Entries supplied section start

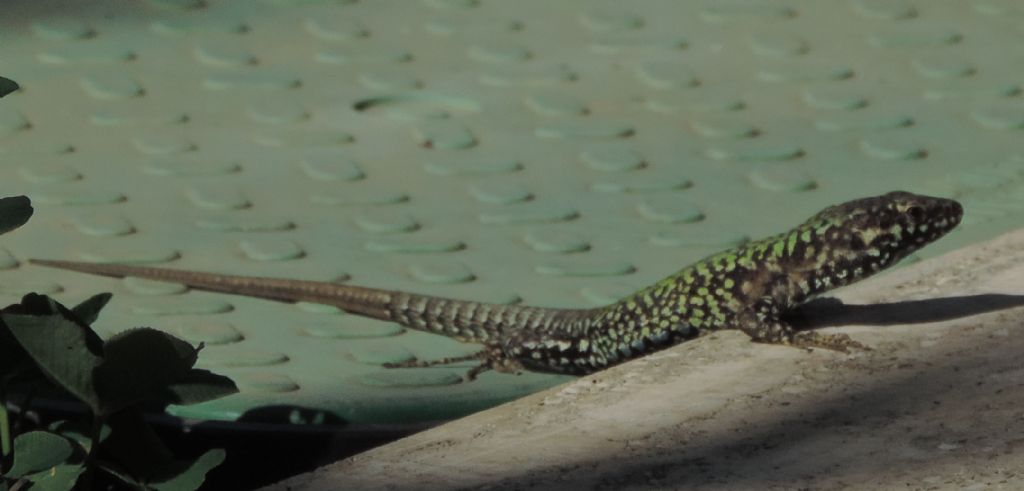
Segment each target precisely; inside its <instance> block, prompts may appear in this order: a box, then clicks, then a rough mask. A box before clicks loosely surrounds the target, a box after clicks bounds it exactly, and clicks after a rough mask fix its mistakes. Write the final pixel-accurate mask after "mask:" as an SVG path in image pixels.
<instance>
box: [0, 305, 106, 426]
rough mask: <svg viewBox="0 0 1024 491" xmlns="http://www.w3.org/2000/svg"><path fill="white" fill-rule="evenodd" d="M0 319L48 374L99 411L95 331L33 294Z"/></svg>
mask: <svg viewBox="0 0 1024 491" xmlns="http://www.w3.org/2000/svg"><path fill="white" fill-rule="evenodd" d="M33 312H35V313H39V312H44V313H45V312H52V313H51V314H44V315H33V314H30V313H33ZM0 318H2V319H3V322H4V324H6V325H7V328H8V329H10V333H11V334H13V336H14V337H15V338H16V339H17V342H18V343H20V344H22V347H24V349H25V351H26V353H28V354H29V356H30V357H32V359H33V360H34V361H35V362H36V365H38V366H39V368H40V369H42V371H43V372H44V373H45V374H46V376H47V377H49V378H50V379H51V380H53V381H54V382H55V383H57V384H58V385H60V386H61V387H63V388H65V390H67V391H68V392H69V393H71V394H72V395H73V396H75V397H76V398H78V399H79V400H81V401H82V402H84V403H85V404H87V405H88V406H89V408H90V409H92V411H93V413H94V414H100V413H99V411H100V409H101V407H100V400H99V397H98V395H97V394H96V391H95V386H94V385H93V377H92V372H93V370H94V369H95V368H96V367H97V366H98V365H99V364H100V362H101V361H102V358H100V357H101V354H102V341H101V340H99V336H97V335H96V333H95V332H93V331H92V330H91V329H89V327H88V326H85V325H83V324H80V323H78V322H76V321H75V320H74V319H75V318H74V314H72V313H71V312H70V311H68V310H67V309H66V308H63V305H60V304H59V303H57V302H55V301H53V300H51V299H50V298H47V297H46V296H44V295H36V294H34V293H30V294H28V295H26V296H25V298H24V299H23V300H22V303H20V304H18V305H13V306H12V308H8V309H5V310H4V313H3V314H0Z"/></svg>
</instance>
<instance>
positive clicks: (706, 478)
mask: <svg viewBox="0 0 1024 491" xmlns="http://www.w3.org/2000/svg"><path fill="white" fill-rule="evenodd" d="M836 298H839V299H840V300H841V302H840V301H834V300H831V301H829V300H819V301H817V302H815V303H814V304H812V305H811V306H809V308H808V309H806V310H805V311H804V313H803V316H802V317H803V319H804V321H805V322H806V323H808V324H809V325H811V326H814V327H823V328H827V329H840V330H842V331H843V332H847V333H849V334H850V335H852V336H853V337H854V338H856V339H858V340H860V341H862V342H865V343H866V344H869V345H870V346H872V349H873V350H872V351H870V352H861V353H855V354H850V355H843V354H837V353H830V352H823V351H813V352H805V351H800V350H795V349H792V347H785V346H776V345H765V344H757V343H752V342H750V341H749V339H748V338H746V337H745V336H744V335H743V334H741V333H739V332H735V331H727V332H719V333H715V334H712V335H709V336H706V337H701V338H698V339H696V340H693V341H690V342H686V343H683V344H681V345H678V346H675V347H673V349H671V350H667V351H664V352H660V353H657V354H654V355H652V356H649V357H647V358H644V359H641V360H637V361H634V362H631V363H628V364H625V365H622V366H618V367H615V368H612V369H610V370H606V371H604V372H601V373H597V374H594V375H591V376H587V377H582V378H580V379H578V380H574V381H571V382H568V383H565V384H562V385H559V386H556V387H553V388H551V390H548V391H546V392H543V393H540V394H536V395H532V396H529V397H525V398H523V399H520V400H518V401H514V402H512V403H509V404H505V405H502V406H499V407H496V408H493V409H489V410H486V411H482V412H480V413H477V414H473V415H471V416H469V417H465V418H462V419H459V420H456V421H452V422H450V423H446V424H443V425H441V426H437V427H435V428H432V429H429V431H426V432H423V433H420V434H417V435H414V436H412V437H410V438H406V439H403V440H399V441H397V442H394V443H392V444H389V445H385V446H383V447H379V448H377V449H374V450H371V451H369V452H366V453H364V454H359V455H356V456H354V457H351V458H348V459H346V460H343V461H340V462H336V463H334V464H331V465H328V466H325V467H322V468H319V469H317V470H315V472H313V473H310V474H307V475H303V476H298V477H295V478H293V479H291V480H288V481H286V482H283V483H279V484H276V485H274V486H271V487H269V488H267V489H279V490H281V489H288V490H294V491H319V490H329V489H330V490H335V489H360V490H361V489H388V490H425V489H523V490H537V489H608V490H620V489H698V490H726V489H728V490H745V489H769V490H782V489H786V490H788V489H807V490H831V489H901V490H902V489H906V490H932V489H936V490H946V489H956V490H962V489H969V490H980V489H1024V325H1022V322H1024V309H1022V305H1024V230H1022V231H1018V232H1014V233H1011V234H1008V235H1005V236H1002V237H1000V238H997V239H995V240H993V241H990V242H987V243H983V244H978V245H975V246H971V247H968V248H965V249H961V250H957V251H954V252H952V253H949V254H946V255H944V256H941V257H937V258H934V259H929V260H924V261H921V262H918V263H915V264H911V265H909V267H906V268H903V269H900V270H898V271H895V272H892V273H890V274H887V275H885V276H883V277H880V278H876V279H870V280H867V281H865V282H863V283H860V284H858V285H854V286H852V287H849V288H846V289H844V290H841V291H839V292H837V295H836ZM833 325H837V326H842V327H839V328H831V327H828V326H833Z"/></svg>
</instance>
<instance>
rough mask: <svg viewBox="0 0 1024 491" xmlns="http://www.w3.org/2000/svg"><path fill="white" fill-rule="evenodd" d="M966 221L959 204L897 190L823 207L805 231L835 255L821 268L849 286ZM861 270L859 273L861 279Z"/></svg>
mask: <svg viewBox="0 0 1024 491" xmlns="http://www.w3.org/2000/svg"><path fill="white" fill-rule="evenodd" d="M963 216H964V208H963V207H962V206H961V204H959V203H957V202H955V201H953V200H948V199H944V198H934V197H931V196H922V195H914V194H912V193H907V192H903V191H894V192H892V193H888V194H885V195H882V196H876V197H872V198H863V199H859V200H854V201H849V202H847V203H843V204H840V205H836V206H830V207H828V208H825V209H824V210H822V211H821V212H819V213H818V214H816V215H814V216H813V217H811V218H810V219H809V220H807V222H805V223H804V224H803V226H801V229H803V230H810V231H811V232H812V234H813V236H814V237H815V238H816V239H817V240H818V241H821V242H822V243H824V244H827V245H828V247H827V248H826V249H828V250H831V251H835V253H833V254H830V256H831V257H828V258H822V260H827V261H830V262H831V263H829V264H817V265H818V267H820V268H822V269H824V270H830V271H831V272H833V274H834V275H835V274H838V273H839V272H842V271H846V272H847V274H846V275H845V276H849V277H851V278H849V279H848V280H846V281H839V282H837V283H840V284H845V283H849V282H850V281H852V280H854V279H856V278H862V277H864V276H867V275H870V274H871V273H874V272H878V271H880V270H883V269H885V268H886V267H889V265H890V264H892V263H894V262H896V261H898V260H899V259H902V258H903V257H906V256H907V255H908V254H910V253H911V252H914V251H916V250H918V249H921V248H922V247H924V246H926V245H928V244H930V243H932V242H934V241H935V240H937V239H939V238H940V237H942V236H944V235H946V233H948V232H949V231H951V230H953V228H955V227H956V226H957V224H958V223H959V221H961V218H962V217H963ZM858 270H859V274H858Z"/></svg>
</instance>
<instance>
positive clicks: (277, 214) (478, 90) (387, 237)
mask: <svg viewBox="0 0 1024 491" xmlns="http://www.w3.org/2000/svg"><path fill="white" fill-rule="evenodd" d="M1018 3H1019V2H1015V1H1011V0H1007V1H994V0H988V1H976V2H961V1H955V0H947V1H930V2H903V1H873V0H861V1H842V2H816V1H812V0H803V1H796V0H794V1H770V2H765V1H755V0H750V1H732V2H713V1H708V2H675V1H669V0H665V1H648V2H629V3H627V2H612V1H604V2H593V1H563V2H559V4H558V8H556V9H553V8H551V4H550V2H545V1H540V0H531V1H517V2H505V1H497V0H490V1H487V0H480V1H474V0H461V1H459V0H423V1H400V2H399V1H392V2H388V1H362V2H354V1H351V2H345V1H310V0H295V1H288V0H272V1H271V0H265V1H253V2H248V1H246V2H242V1H201V0H147V1H140V2H131V3H125V2H115V1H113V0H106V1H95V2H88V4H87V5H86V4H85V2H82V3H81V4H80V3H73V4H68V5H65V4H63V3H61V2H28V1H25V2H6V3H5V5H4V7H3V8H4V10H5V11H4V12H3V15H0V43H2V44H0V45H2V46H3V62H4V63H3V65H2V70H3V73H2V74H0V75H3V76H6V77H9V78H11V79H14V80H16V81H17V82H18V83H19V84H22V85H23V90H22V91H20V92H17V93H14V94H11V95H8V96H7V97H5V98H4V99H3V100H2V101H0V163H2V164H0V182H2V185H0V190H2V194H3V195H4V196H9V195H16V194H28V195H29V196H30V197H31V198H32V199H33V202H34V203H35V205H36V208H37V212H36V216H35V217H34V218H33V219H32V221H30V223H29V224H28V226H27V227H26V228H24V229H22V230H19V231H18V232H17V233H15V234H11V235H8V236H4V238H3V239H4V240H3V243H2V244H0V246H2V247H3V248H2V249H0V268H2V271H0V284H2V293H3V295H4V297H5V298H4V299H5V300H6V301H8V302H12V301H14V300H15V299H16V298H17V296H18V295H19V294H20V293H23V292H25V291H26V290H30V289H32V290H36V291H39V292H42V293H47V294H53V295H55V296H56V297H57V298H60V299H63V300H66V301H68V302H75V301H78V300H80V299H83V298H85V297H87V296H88V295H90V294H92V293H95V292H98V291H102V290H111V291H114V293H115V297H114V300H113V302H112V303H111V305H110V306H109V308H108V310H106V311H105V312H104V314H103V316H102V317H101V319H100V322H99V324H98V326H97V327H98V329H99V330H100V332H101V333H102V334H103V335H110V334H112V333H114V332H117V331H119V330H122V329H126V328H129V327H132V326H139V325H146V326H153V327H157V328H160V329H164V330H167V331H169V332H172V333H174V334H177V335H179V336H181V337H183V338H185V339H188V340H190V341H193V342H200V341H202V342H205V343H206V346H207V347H206V349H205V350H204V351H203V352H202V357H201V361H200V363H201V365H203V366H205V367H208V368H211V369H213V370H215V371H217V372H219V373H223V374H225V375H228V376H230V377H232V378H233V379H234V380H236V381H237V382H238V384H239V386H240V387H241V390H242V392H241V393H240V394H238V395H236V396H232V397H229V398H227V399H224V400H221V401H216V402H213V403H209V404H205V405H201V406H195V407H181V408H172V412H173V413H175V414H178V415H182V416H189V417H203V418H217V419H227V420H231V419H236V418H238V417H240V415H241V414H242V413H244V412H245V411H247V410H250V409H254V408H259V407H263V406H280V405H292V406H300V407H305V408H312V409H316V410H324V411H327V412H329V413H332V414H333V415H335V416H337V417H339V418H341V419H343V420H346V421H350V422H353V423H412V422H417V421H429V420H437V419H446V418H452V417H456V416H459V415H462V414H466V413H468V412H472V411H475V410H479V409H482V408H485V407H488V406H492V405H495V404H498V403H500V402H503V401H507V400H510V399H513V398H516V397H518V396H521V395H524V394H528V393H531V392H535V391H537V390H539V388H542V387H545V386H549V385H552V384H554V383H557V382H559V381H560V380H564V378H563V377H557V376H550V375H539V374H529V373H526V374H523V375H520V376H515V375H507V374H497V373H494V372H489V373H485V374H483V375H481V376H480V377H479V379H478V380H477V381H475V382H472V383H461V382H460V376H461V374H463V373H464V372H465V371H466V370H467V368H468V367H469V366H470V365H466V364H462V365H457V366H452V367H437V368H429V369H403V370H394V369H385V368H383V367H382V364H384V363H396V362H401V361H406V360H411V359H422V360H428V359H434V358H442V357H450V356H459V355H465V354H467V353H471V352H472V351H473V350H474V349H475V346H473V345H467V344H461V343H459V342H456V341H454V340H451V339H445V338H442V337H439V336H435V335H429V334H425V333H420V332H414V331H407V330H403V329H400V328H398V327H397V326H395V325H392V324H388V323H383V322H377V321H371V320H366V319H360V318H357V317H354V316H350V315H345V314H343V313H340V312H338V311H337V310H335V309H332V308H326V306H322V305H313V304H297V305H288V304H282V303H274V302H270V301H265V300H259V299H251V298H242V297H236V296H228V295H220V294H213V293H204V292H193V291H186V290H185V289H184V288H182V287H180V286H177V285H169V284H162V283H155V282H148V281H139V280H133V279H128V280H124V281H119V280H110V279H101V278H95V277H88V276H84V275H77V274H72V273H63V272H58V271H55V270H47V269H42V268H33V267H30V265H27V264H26V263H25V259H27V258H29V257H46V258H66V259H76V260H116V261H130V262H145V263H150V264H154V265H164V267H170V268H177V269H188V270H201V271H210V272H222V273H231V274H244V275H254V276H273V277H283V278H300V279H308V280H325V281H331V280H346V281H349V282H351V283H352V284H358V285H366V286H373V287H381V288H391V289H402V290H410V291H416V292H422V293H429V294H434V295H444V296H453V297H460V298H468V299H476V300H485V301H496V302H507V301H520V300H521V301H522V302H524V303H528V304H537V305H544V306H589V305H596V304H601V303H606V302H609V301H613V300H615V299H617V298H620V297H622V296H624V295H625V294H628V293H631V292H633V291H635V290H637V289H639V288H641V287H644V286H647V285H650V284H652V283H654V282H656V281H657V280H659V279H662V278H663V277H665V276H668V275H669V274H672V273H674V272H676V271H678V270H679V269H681V268H682V267H684V265H686V264H687V263H689V262H691V261H693V260H696V259H699V258H700V257H703V256H706V255H708V254H710V253H713V252H716V251H719V250H722V249H724V248H728V247H730V246H733V245H736V244H738V243H741V242H742V241H743V240H745V239H749V238H759V237H762V236H767V235H770V234H773V233H776V232H780V231H782V230H785V229H788V228H792V227H794V226H796V224H798V223H800V222H801V221H803V220H804V219H806V218H807V217H808V216H810V215H811V214H813V213H814V212H816V211H818V210H819V209H821V208H823V207H824V206H826V205H829V204H833V203H837V202H840V201H845V200H848V199H852V198H857V197H863V196H868V195H873V194H880V193H883V192H887V191H891V190H895V189H905V190H907V191H912V192H916V193H923V194H931V195H940V196H946V197H952V198H957V199H959V200H961V201H963V203H964V205H965V208H966V218H965V223H964V226H963V227H962V229H961V230H958V231H957V232H954V233H953V234H952V235H950V236H949V237H948V238H946V239H943V240H942V241H941V242H940V243H938V244H936V246H933V247H930V248H928V249H925V251H924V255H932V254H935V253H938V252H941V251H944V250H949V249H950V248H953V247H956V246H962V245H965V244H968V243H970V242H973V241H977V240H980V239H983V238H987V237H991V236H994V235H996V234H998V233H1000V232H1004V231H1007V230H1011V229H1014V228H1018V227H1020V226H1021V216H1022V211H1024V137H1022V136H1024V134H1022V132H1021V128H1022V127H1024V103H1022V98H1021V85H1020V84H1021V83H1024V81H1022V80H1021V78H1020V59H1022V58H1024V42H1022V41H1024V30H1022V26H1024V7H1022V6H1021V5H1019V4H1018Z"/></svg>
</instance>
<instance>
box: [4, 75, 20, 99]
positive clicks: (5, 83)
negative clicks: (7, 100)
mask: <svg viewBox="0 0 1024 491" xmlns="http://www.w3.org/2000/svg"><path fill="white" fill-rule="evenodd" d="M19 88H20V87H18V85H17V82H15V81H13V80H11V79H9V78H5V77H0V97H3V96H4V95H7V94H9V93H11V92H13V91H15V90H17V89H19Z"/></svg>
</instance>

Entries supplied section end

What you should do: In the records above, find every line that contains the word "clicks" and copy it.

Solution to the problem:
Segment each target precisely; inside its <instance> block, prompts may appear in this order: a box, then clicks, then a rough mask. A box before clicks loosely surrounds the target, a box after clicks bounds it exactly, and clicks after a rough mask fix its mistakes. Write the final pixel-accurate mask after "mask:" as an SVG path in image pixels.
positive clicks: (706, 478)
positive clicks: (277, 214) (478, 90) (387, 237)
positive clicks: (5, 83)
negative clicks: (7, 100)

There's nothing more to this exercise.